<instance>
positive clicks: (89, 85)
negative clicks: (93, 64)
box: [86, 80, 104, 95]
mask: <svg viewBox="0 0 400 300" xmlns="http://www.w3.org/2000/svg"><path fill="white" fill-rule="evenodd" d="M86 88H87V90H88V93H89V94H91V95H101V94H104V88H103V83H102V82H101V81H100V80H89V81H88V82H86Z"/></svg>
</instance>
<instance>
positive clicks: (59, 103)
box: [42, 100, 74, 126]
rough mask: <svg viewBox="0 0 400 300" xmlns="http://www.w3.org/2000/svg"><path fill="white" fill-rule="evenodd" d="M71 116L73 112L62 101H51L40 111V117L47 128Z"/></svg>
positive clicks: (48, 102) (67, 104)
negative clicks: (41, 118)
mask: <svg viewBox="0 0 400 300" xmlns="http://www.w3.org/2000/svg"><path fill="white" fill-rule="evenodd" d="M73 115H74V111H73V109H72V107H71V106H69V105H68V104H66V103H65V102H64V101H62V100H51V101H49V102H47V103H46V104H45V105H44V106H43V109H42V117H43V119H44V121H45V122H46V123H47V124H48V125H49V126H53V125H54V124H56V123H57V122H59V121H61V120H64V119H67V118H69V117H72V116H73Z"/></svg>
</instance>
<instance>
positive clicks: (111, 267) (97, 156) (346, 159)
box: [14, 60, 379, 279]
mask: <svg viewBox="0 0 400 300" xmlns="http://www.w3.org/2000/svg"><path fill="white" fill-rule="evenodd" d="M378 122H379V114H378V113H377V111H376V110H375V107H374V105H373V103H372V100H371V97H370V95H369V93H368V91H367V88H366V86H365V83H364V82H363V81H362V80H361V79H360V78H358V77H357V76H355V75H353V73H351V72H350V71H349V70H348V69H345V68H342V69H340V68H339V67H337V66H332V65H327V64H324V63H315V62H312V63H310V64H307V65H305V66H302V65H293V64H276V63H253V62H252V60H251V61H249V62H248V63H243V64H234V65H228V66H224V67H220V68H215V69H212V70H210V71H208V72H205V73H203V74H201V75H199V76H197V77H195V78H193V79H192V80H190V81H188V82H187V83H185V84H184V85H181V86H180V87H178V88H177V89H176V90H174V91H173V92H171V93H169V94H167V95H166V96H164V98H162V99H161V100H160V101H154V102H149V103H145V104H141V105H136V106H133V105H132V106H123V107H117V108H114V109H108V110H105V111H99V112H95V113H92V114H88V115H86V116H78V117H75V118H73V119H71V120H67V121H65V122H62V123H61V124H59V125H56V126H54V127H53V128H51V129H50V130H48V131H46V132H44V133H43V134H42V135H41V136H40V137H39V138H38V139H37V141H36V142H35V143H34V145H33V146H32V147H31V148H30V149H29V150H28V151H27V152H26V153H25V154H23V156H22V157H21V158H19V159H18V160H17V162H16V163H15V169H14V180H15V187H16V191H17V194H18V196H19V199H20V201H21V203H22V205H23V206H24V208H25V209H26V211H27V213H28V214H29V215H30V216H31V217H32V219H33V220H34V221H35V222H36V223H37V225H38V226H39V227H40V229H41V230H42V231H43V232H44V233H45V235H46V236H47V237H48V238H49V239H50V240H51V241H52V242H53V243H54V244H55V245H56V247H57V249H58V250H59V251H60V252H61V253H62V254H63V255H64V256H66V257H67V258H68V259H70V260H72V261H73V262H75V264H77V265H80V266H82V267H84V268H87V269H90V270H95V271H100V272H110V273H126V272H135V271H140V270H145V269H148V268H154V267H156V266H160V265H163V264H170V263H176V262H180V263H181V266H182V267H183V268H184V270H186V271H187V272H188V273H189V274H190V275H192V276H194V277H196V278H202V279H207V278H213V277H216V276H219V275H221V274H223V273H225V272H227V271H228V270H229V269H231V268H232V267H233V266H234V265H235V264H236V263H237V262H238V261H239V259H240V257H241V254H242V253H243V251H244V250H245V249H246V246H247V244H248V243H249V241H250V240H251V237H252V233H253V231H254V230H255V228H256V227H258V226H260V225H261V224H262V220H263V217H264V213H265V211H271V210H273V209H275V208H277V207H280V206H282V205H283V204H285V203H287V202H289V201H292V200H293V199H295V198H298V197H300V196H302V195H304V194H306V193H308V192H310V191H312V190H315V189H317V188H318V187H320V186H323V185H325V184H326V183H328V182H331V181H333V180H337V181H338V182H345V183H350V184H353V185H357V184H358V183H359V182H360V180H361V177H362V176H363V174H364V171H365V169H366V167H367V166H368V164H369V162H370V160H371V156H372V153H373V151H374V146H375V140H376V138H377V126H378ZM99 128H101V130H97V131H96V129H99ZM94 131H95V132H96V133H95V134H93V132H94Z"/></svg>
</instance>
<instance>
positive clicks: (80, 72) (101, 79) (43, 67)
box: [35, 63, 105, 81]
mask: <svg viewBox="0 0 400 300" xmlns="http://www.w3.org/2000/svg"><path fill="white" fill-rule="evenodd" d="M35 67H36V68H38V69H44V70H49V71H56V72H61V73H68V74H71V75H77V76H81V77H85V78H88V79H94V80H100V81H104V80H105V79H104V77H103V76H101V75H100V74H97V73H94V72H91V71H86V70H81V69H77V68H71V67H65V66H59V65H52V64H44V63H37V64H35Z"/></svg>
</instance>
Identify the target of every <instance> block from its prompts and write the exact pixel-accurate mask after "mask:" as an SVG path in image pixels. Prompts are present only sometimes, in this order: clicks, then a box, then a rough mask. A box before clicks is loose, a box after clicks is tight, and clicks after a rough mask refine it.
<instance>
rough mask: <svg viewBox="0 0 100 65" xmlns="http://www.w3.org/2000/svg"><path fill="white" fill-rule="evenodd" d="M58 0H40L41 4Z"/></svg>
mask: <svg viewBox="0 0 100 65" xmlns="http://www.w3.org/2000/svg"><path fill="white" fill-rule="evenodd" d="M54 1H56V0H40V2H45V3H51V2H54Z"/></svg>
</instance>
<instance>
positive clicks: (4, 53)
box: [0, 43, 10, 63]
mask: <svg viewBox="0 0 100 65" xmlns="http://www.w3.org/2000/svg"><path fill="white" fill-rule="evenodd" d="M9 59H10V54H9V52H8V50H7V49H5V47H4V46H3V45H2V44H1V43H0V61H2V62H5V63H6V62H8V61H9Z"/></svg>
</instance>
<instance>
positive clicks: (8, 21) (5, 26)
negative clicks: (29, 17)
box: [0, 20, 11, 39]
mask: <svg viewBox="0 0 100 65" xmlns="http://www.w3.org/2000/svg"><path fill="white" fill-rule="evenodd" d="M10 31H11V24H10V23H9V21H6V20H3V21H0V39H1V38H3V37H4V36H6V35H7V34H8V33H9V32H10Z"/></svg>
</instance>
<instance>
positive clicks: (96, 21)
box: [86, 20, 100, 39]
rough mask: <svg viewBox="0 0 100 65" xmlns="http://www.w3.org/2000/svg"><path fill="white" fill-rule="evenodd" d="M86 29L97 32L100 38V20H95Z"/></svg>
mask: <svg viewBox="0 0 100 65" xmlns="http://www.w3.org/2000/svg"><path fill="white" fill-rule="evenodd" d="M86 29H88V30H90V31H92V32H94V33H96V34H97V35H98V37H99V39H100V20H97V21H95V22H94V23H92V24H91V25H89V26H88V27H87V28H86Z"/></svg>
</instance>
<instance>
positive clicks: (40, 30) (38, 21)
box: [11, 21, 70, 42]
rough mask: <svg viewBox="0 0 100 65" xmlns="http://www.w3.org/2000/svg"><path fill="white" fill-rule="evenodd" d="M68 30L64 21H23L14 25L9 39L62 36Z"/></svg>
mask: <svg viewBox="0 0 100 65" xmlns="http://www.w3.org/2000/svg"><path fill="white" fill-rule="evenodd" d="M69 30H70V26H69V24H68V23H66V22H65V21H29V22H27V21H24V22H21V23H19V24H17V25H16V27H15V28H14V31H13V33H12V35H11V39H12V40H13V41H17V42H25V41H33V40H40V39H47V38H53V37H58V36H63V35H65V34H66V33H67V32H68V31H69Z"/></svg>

--------------------------------------------------

» **WHAT YOU WILL DO**
Which lines of the listing include the string "positive"? Pull them out.

» **ANSWER TO THIS TASK**
positive clicks: (89, 85)
positive clicks: (59, 103)
positive clicks: (48, 102) (67, 104)
positive clicks: (111, 267) (97, 156) (346, 159)
positive clicks: (80, 72) (101, 79) (43, 67)
positive clicks: (4, 53)
positive clicks: (8, 21) (5, 26)
positive clicks: (96, 21)
positive clicks: (40, 30) (38, 21)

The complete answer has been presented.